◆ Aim ◆
Could you write out every line of the material below as a numbered list, dropping blank lines and leaving the pictures out?

◆ Supplied records ◆

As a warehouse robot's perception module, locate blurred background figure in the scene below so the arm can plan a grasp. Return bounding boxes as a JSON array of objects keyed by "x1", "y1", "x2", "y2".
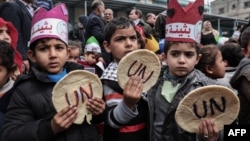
[
  {"x1": 201, "y1": 21, "x2": 219, "y2": 45},
  {"x1": 232, "y1": 25, "x2": 243, "y2": 41},
  {"x1": 104, "y1": 8, "x2": 114, "y2": 24},
  {"x1": 146, "y1": 13, "x2": 156, "y2": 29}
]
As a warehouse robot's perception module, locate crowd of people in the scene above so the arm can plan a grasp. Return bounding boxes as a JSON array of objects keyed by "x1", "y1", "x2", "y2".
[{"x1": 0, "y1": 0, "x2": 250, "y2": 141}]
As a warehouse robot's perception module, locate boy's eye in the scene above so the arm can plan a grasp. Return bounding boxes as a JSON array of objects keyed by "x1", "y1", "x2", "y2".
[
  {"x1": 56, "y1": 46, "x2": 64, "y2": 50},
  {"x1": 171, "y1": 52, "x2": 180, "y2": 57},
  {"x1": 116, "y1": 37, "x2": 125, "y2": 41},
  {"x1": 130, "y1": 36, "x2": 137, "y2": 40},
  {"x1": 38, "y1": 46, "x2": 48, "y2": 51},
  {"x1": 185, "y1": 52, "x2": 194, "y2": 58}
]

◆ Finished answer ◆
1. As a warehouse robot's perception module, locate blurred background figure in the scene below so the arm can plan a grasp. Return bounding boxes as a JSON array of objects keyed by "x1", "y1", "x2", "y2".
2. [
3.   {"x1": 201, "y1": 21, "x2": 219, "y2": 45},
4.   {"x1": 232, "y1": 25, "x2": 243, "y2": 41},
5.   {"x1": 104, "y1": 8, "x2": 114, "y2": 24},
6.   {"x1": 146, "y1": 13, "x2": 156, "y2": 29}
7. ]
8. As a warehouse robot's perception module, locate crowd of people in the scene above so the arm can plan a grasp. Return bounding boxes as a JSON array of objects keyed by "x1", "y1", "x2", "y2".
9. [{"x1": 0, "y1": 0, "x2": 250, "y2": 141}]
10. As a warehouse robot's perception module, locate boy's eye in the scene above so the arm can plan a grasp. Return bounding boxes as a JSON array of objects keyed by "x1", "y1", "x2", "y2".
11. [
12.   {"x1": 56, "y1": 46, "x2": 64, "y2": 50},
13.   {"x1": 171, "y1": 52, "x2": 180, "y2": 57},
14.   {"x1": 116, "y1": 37, "x2": 125, "y2": 41},
15.   {"x1": 130, "y1": 36, "x2": 137, "y2": 40},
16.   {"x1": 38, "y1": 46, "x2": 48, "y2": 51},
17.   {"x1": 185, "y1": 52, "x2": 194, "y2": 58}
18. ]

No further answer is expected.